--- Begin RECORDS FOR PROCESSING ---

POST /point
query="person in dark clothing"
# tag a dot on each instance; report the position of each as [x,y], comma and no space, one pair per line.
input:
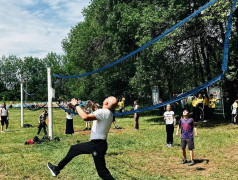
[102,120]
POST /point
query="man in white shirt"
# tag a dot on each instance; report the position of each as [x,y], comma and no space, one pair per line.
[102,120]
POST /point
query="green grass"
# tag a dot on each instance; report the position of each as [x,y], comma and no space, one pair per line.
[131,154]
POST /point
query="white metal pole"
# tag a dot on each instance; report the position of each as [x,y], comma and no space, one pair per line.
[50,103]
[22,120]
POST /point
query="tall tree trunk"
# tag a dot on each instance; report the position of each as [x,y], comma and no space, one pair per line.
[205,57]
[195,73]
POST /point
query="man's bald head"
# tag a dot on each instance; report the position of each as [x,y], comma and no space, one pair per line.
[110,103]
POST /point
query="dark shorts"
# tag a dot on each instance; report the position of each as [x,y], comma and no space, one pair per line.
[190,143]
[4,120]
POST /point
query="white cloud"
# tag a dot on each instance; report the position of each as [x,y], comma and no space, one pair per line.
[36,27]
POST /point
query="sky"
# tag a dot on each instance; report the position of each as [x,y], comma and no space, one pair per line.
[37,27]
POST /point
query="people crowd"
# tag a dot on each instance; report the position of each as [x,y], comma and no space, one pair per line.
[101,118]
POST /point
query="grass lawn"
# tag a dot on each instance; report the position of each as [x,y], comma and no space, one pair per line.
[131,154]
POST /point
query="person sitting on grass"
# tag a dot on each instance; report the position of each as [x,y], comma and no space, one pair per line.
[42,122]
[102,120]
[170,123]
[187,125]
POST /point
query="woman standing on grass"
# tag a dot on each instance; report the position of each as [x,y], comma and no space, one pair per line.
[4,115]
[136,115]
[69,121]
[170,123]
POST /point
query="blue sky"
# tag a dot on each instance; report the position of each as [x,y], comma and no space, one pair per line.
[36,27]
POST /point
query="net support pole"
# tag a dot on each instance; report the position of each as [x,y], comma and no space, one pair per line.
[22,120]
[50,103]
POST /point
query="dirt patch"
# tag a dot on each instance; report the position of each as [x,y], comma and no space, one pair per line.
[88,132]
[155,163]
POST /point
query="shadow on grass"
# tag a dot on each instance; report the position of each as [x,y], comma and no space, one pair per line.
[114,153]
[201,161]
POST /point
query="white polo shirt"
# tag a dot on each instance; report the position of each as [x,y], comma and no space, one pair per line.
[101,126]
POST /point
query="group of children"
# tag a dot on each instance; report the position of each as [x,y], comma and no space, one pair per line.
[205,105]
[186,124]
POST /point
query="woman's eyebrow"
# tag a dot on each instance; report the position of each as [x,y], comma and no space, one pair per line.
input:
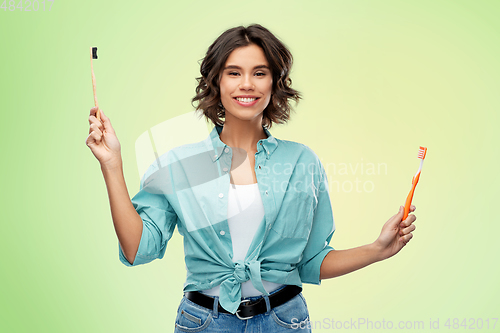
[238,67]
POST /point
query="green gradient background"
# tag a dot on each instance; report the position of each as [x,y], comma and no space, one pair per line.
[379,79]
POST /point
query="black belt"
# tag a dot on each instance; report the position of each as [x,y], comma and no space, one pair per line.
[247,308]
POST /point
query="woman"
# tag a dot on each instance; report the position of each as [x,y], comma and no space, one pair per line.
[254,211]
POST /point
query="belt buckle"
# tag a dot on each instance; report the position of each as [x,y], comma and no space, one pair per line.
[237,315]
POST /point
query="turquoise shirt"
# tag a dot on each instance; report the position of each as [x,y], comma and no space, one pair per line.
[188,187]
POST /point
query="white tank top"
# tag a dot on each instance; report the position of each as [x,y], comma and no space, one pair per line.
[245,213]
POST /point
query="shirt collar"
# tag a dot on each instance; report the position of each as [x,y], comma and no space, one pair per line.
[269,144]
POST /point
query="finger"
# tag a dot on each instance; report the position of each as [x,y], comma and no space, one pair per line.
[407,230]
[94,120]
[107,123]
[406,238]
[396,219]
[93,111]
[409,220]
[93,139]
[94,128]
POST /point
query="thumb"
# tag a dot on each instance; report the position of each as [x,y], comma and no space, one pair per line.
[106,122]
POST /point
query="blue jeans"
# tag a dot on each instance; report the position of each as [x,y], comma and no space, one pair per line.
[291,316]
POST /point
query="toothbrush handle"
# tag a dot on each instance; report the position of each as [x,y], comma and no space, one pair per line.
[410,195]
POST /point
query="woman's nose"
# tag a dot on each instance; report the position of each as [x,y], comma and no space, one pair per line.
[246,82]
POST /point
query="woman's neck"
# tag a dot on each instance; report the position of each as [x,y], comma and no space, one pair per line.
[242,133]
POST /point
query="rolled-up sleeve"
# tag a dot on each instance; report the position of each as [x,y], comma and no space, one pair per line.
[158,219]
[322,231]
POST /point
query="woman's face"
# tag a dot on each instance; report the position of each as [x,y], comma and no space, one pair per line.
[246,83]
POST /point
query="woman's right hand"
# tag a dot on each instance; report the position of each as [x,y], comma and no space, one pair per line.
[102,140]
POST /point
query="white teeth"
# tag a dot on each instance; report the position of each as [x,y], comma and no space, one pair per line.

--- End RECORDS FOR PROCESSING ---

REQUIRED TASK
Quote each line of the listing exactly, but leave the pictures out.

FULL ANSWER
POST /point
query="person in dark clothing"
# tag a dot on each instance; report the position of each as [x,y], comma and no space, one pair per line.
input:
[102,120]
POST /point
query="man in white shirt"
# tag a dot on each instance; report the position of each as [x,y], comma and no space, one pair per line.
[102,120]
POST /point
query="green grass"
# tag a dot on each instance; report the position of each as [x,y], comma and no space, one pair per line.
[131,154]
POST /point
query="white metal pole"
# tag a dot on each instance; report the position of each as [x,y], comma and no space, one pair per line.
[50,103]
[22,120]
POST /point
query="tall tree trunk"
# tag a dot on each instance; report the position of each as [x,y], comma and no space, one pair per line.
[205,57]
[195,73]
POST /point
query="man's bald head"
# tag a dot on each instance; report the position of each as [x,y], comma and no space, one pair per line.
[110,103]
POST /point
query="dark shorts"
# tag a dot on each instance; report the position of each as [x,y], comma and no space, one pair per line.
[190,143]
[4,120]
POST /point
query="white cloud"
# tag a dot on each instance; report the position of each as [x,y], comma and no space, one pair per line.
[36,27]
POST /point
query="sky"
# tag a dot on each instance; report the position of each as [x,y], comma and no space, one pair per line.
[37,27]
POST /point
query="people crowd"
# tag a dot on each instance; report the position of each as [x,y], comma and no space, one pair per line.
[101,118]
POST /point
query="grass lawn"
# tag a dot on each instance; report the position of each as [x,y], comma and no space, one pair per line.
[131,154]
POST /point
query="person sitting on grass"
# tag a dot on each instance; report the position of each as [x,y], comma and no space, one pair per line.
[42,122]
[102,120]
[170,123]
[187,125]
POST /point
query="woman standing on grass"
# tag a dot on each instance; report the position of each as [x,y], comma and no space, one pair per line.
[4,115]
[136,115]
[69,121]
[170,123]
POST /point
query="blue sky"
# tag a dot on each instance; report the position of each as [x,y], comma and no space, one pair per line.
[36,27]
POST /point
query="net support pole"
# tag a dot on each instance; report the position of each as [x,y], comma and no space, one pair per line.
[22,120]
[50,103]
POST /point
query="dirt patch"
# tag a dot on each instance; report the position of each as [x,y], comma and no space, one pair per line.
[88,132]
[155,163]
POST /point
query="shadow on grass"
# tag a dot on each instance; report the position of each as [x,y], comma and no space, one pair per line.
[114,153]
[201,161]
POST /point
query="white polo shirt"
# tag a dot on each instance; report the position of each as [x,y], comma and no space, one pair per line.
[101,126]
POST /point
query="group of children"
# tag a dot on each instance; report the position of each as [x,y], comma and no space, one pair per line.
[205,105]
[186,124]
POST /point
query="woman's eyebrow"
# tag a dot on each instance; report the position of each as [x,y], comma and no space, one pair per line.
input:
[238,67]
POST /point
query="green gradient background"
# tag a dot on each instance; report the position of each as [x,y], comma and no space, one pair per line.
[379,79]
POST /point
query="black belt"
# tag a dot on each instance; report the position of each as [x,y], comma and no space, one pair per line.
[247,308]
POST /point
query="woman"
# tag a dot on each instance; report the position of each as [x,y], comma and no space, one pair per line.
[254,211]
POST /point
query="belt buckle"
# tag a dot on each instance; report the position of each as [x,y], comma and no space, one pair per line.
[237,315]
POST /point
query="turquoise shirt"
# tag a dot on each instance; report the position of each as [x,y], comma and no space, one pair per line.
[188,187]
POST /point
query="white tank top"
# tag a dot on each instance; report the position of each as [x,y], comma and no space, one pair per line.
[245,213]
POST /point
query="shirt collar"
# tag a dot on each instance; report the position of each as [x,y], comma and no space, one pair per line.
[269,144]
POST /point
query="finger"
# tag a dot on each instance; report the position of each as [x,y], comma and no space, one pair per line.
[407,230]
[94,120]
[107,123]
[406,238]
[396,219]
[93,111]
[409,220]
[93,139]
[94,128]
POST /point
query="thumb"
# tag a dot on each instance; report the position of each as [x,y], comma and no space, one pair per line.
[106,122]
POST /point
query="blue jeans"
# tag a dot on each instance; report the position of each as [x,y], comma and no space, one pair per line.
[291,316]
POST /point
query="toothbrush handle"
# tag a dot on each instance; report the position of each as [x,y], comma and no space, one pair per line.
[410,195]
POST /point
query="woman's nose"
# tag a dot on each instance; report the position of each as [x,y], comma and no space, one pair per line.
[246,82]
POST /point
query="woman's neck"
# tag a dot on each instance; report the position of each as [x,y], comma and no space, one pair per line.
[242,133]
POST /point
query="rolled-up sleeve"
# tag a dot on each instance; report the position of each as [x,y], comma and no space, one pair per line.
[158,219]
[322,231]
POST /point
query="woman's face"
# tag a dot on each instance; report the position of each as [x,y], comma and no space, one pair per line.
[246,83]
POST /point
query="woman's right hand"
# tag a dot on each instance; report the position of each as [x,y], comma and no space, one pair per line.
[102,140]
POST /point
query="white teeth"
# tag a dot on each instance; report the position of each as [x,y], comma and no space, one pair per line.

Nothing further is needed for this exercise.